EXTRACT PROVIDED -
=====
Sony’s third-quarter loss announced Thursday was its eighth consecutive one. The company had been expected to report a return to profit. That it didn’t underlines how long a road back it is proving to be for Japan’s largest consumer electronics company.
Its cachet as shoppers’ go-to brand for stylish consumer electronics devices has long passed to Apple and Samsung. Global demand for TVs, once its cash cow, is waning. Smartphones and tablets are reducing the market for compact cameras and portable game players. Sony has cut its full-year sales targets for all three.
New chief executive, Kazuo Hirai, who look over last April, is betting the company’s future on mobile with its Xperia smartphones and tablet computers, and on digital imaging for professional markets such as medical. He still hopes the company will return to profit this financial year, which would be its first such year in the past five.
With losses of $544 million in the first three quarters, that will be touch and go, even after turning round the TV business through cost-cutting and last month’s sale of the company’s New York headquarters for $1.1 billion. That deal, due to close in March, will provide a one-off $685 million gain to book.
Hirai could also sell Sony’s 25-story office building in Tokyo, reckoned to be worth another $1 billion. But what he needs most of all is a breakthrough new product that will let Sony define a new market as its famed Walkman did three decades ago. With the company’s stock selling at just eight times forward earnings — compared to Apple’s 44 times — investors aren’t betting he’ll find it.
=====
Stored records

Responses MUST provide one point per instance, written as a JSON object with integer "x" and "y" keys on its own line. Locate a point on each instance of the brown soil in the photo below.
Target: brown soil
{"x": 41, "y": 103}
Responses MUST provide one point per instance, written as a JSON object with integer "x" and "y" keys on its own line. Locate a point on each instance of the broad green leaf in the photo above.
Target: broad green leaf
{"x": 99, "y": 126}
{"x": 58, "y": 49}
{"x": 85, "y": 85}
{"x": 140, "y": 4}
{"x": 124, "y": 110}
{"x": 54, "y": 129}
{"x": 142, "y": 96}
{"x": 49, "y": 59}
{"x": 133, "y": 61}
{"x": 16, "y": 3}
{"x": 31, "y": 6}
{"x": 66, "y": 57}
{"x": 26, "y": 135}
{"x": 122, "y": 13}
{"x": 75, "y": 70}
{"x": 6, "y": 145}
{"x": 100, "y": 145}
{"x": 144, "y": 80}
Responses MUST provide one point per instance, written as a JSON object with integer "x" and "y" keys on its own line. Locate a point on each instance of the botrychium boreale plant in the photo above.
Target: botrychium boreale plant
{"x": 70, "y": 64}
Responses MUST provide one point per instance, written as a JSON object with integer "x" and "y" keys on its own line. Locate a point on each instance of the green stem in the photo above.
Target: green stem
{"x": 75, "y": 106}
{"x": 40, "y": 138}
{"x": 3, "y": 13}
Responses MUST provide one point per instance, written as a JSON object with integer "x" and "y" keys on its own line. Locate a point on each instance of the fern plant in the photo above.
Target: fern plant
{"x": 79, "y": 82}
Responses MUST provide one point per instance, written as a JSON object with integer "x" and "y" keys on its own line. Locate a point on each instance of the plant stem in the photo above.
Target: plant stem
=====
REQUIREMENT 1 - Copy word for word the stretch of the passage on Sony from "With losses of" through "he’ll find it.".
REQUIREMENT 2 - According to the passage on Sony, how much did the company's New York headquarters sell for?

RESULT 1 -
With losses of $544 million in the first three quarters, that will be touch and go, even after turning round the TV business through cost-cutting and last month’s sale of the company’s New York headquarters for $1.1 billion. That deal, due to close in March, will provide a one-off $685 million gain to book.
Hirai could also sell Sony’s 25-story office building in Tokyo, reckoned to be worth another $1 billion. But what he needs most of all is a breakthrough new product that will let Sony define a new market as its famed Walkman did three decades ago. With the company’s stock selling at just eight times forward earnings — compared to Apple’s 44 times — investors aren’t betting he’ll find it.

RESULT 2 - $1.1 billion